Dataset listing
#####

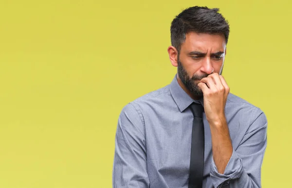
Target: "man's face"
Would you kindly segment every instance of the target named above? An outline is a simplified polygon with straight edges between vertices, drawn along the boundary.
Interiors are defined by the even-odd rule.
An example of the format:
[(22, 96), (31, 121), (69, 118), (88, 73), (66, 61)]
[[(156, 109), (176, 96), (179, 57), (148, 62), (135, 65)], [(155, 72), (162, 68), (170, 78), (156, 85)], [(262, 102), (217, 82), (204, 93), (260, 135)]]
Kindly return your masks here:
[(212, 71), (221, 74), (225, 58), (226, 42), (223, 35), (186, 35), (178, 55), (178, 74), (182, 82), (192, 93), (201, 96), (198, 84)]

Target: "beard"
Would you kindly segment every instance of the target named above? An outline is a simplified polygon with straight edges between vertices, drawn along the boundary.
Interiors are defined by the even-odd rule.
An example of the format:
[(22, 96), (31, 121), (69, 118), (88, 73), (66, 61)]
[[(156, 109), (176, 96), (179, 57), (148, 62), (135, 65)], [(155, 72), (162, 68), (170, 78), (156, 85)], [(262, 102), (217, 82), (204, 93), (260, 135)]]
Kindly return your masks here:
[(178, 74), (179, 77), (182, 81), (182, 82), (186, 88), (190, 91), (194, 95), (199, 97), (203, 96), (203, 92), (201, 88), (198, 86), (198, 84), (200, 81), (208, 76), (207, 74), (204, 74), (201, 75), (198, 74), (194, 74), (191, 78), (188, 76), (186, 70), (182, 66), (182, 62), (179, 60), (179, 57), (178, 57)]

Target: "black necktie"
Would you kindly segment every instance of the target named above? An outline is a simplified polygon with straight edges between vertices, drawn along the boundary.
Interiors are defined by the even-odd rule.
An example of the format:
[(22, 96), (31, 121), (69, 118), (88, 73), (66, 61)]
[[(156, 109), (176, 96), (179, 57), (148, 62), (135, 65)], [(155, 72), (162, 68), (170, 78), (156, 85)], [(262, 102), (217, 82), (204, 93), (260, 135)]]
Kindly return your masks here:
[(188, 188), (202, 188), (204, 168), (204, 149), (205, 147), (203, 106), (193, 103), (190, 107), (194, 115), (191, 160)]

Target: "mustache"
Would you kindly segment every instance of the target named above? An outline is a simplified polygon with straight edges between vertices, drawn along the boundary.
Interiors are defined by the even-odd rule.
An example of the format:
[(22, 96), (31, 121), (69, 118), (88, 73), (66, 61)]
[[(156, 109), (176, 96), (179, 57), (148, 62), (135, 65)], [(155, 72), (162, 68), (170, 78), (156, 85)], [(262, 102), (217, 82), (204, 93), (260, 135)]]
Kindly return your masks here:
[(196, 80), (201, 80), (204, 78), (206, 78), (209, 75), (208, 74), (204, 74), (201, 75), (198, 75), (198, 74), (194, 74), (192, 77), (191, 80), (193, 81)]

#####

Reproduce the entire listing above verbatim, leaving out the image.

Target: "man's face"
Would you kindly segment every instance of the target named above? An outline is a simplified polygon with straight edges between vertices, drawn along the boundary.
Interiors are defined by the even-odd rule.
An example of the format:
[(22, 96), (31, 121), (69, 118), (88, 73), (66, 61)]
[[(156, 109), (176, 96), (179, 57), (148, 62), (135, 65)], [(155, 72), (162, 68), (170, 78), (156, 85)], [(262, 102), (217, 82), (204, 93), (260, 135)]]
Kindly return your masks here:
[(212, 71), (221, 74), (225, 58), (226, 42), (223, 35), (186, 35), (178, 55), (178, 74), (182, 82), (192, 93), (201, 96), (198, 84)]

Target: "beard"
Would you kindly segment every instance of the target named above? An outline is a simplified polygon with straight edges between vertices, drawn along the boundary.
Interiors are defined by the even-odd rule.
An example of the format:
[(22, 96), (31, 121), (69, 118), (88, 73), (66, 61)]
[[(156, 109), (176, 96), (179, 57), (148, 62), (135, 65)], [(155, 72), (162, 68), (170, 78), (156, 85)], [(262, 102), (217, 82), (204, 93), (260, 135)]]
Kindly return your masks here:
[(178, 74), (179, 77), (182, 81), (182, 82), (186, 88), (190, 91), (194, 95), (199, 97), (203, 96), (203, 92), (201, 88), (198, 86), (198, 84), (200, 81), (208, 76), (207, 74), (204, 74), (201, 75), (198, 74), (194, 74), (191, 78), (188, 76), (186, 70), (182, 66), (182, 62), (179, 60), (179, 57), (178, 57)]

Target: "black necktie"
Would you kindly segment every instance of the target named above? An outline is a simplified polygon with straight edges between vertices, drawn along the boundary.
Interiors are defined by the even-odd rule.
An example of the format:
[(22, 96), (31, 121), (69, 118), (88, 73), (66, 61)]
[[(156, 109), (176, 96), (179, 57), (148, 62), (135, 65)], [(155, 72), (162, 68), (170, 78), (156, 85)], [(262, 102), (217, 82), (204, 93), (260, 135)]]
Kindly return your masks here:
[(188, 188), (202, 188), (204, 168), (204, 149), (205, 147), (203, 106), (193, 103), (190, 107), (194, 115), (191, 160)]

Target: "mustache"
Would you kindly segment every instance of the target named above? An outline is a simplified polygon with straight edges between vertices, drawn along the boundary.
Interiors are defined by the even-odd rule.
An example of the format:
[(22, 96), (31, 121), (69, 118), (88, 73), (66, 61)]
[[(156, 109), (176, 96), (179, 57), (148, 62), (135, 65)], [(155, 72), (162, 68), (170, 78), (156, 85)], [(262, 102), (217, 82), (204, 93), (260, 135)]]
Kindly return your masks here:
[(196, 80), (201, 80), (204, 78), (206, 78), (209, 75), (208, 74), (204, 74), (201, 75), (198, 75), (198, 74), (194, 74), (192, 77), (191, 80), (193, 81)]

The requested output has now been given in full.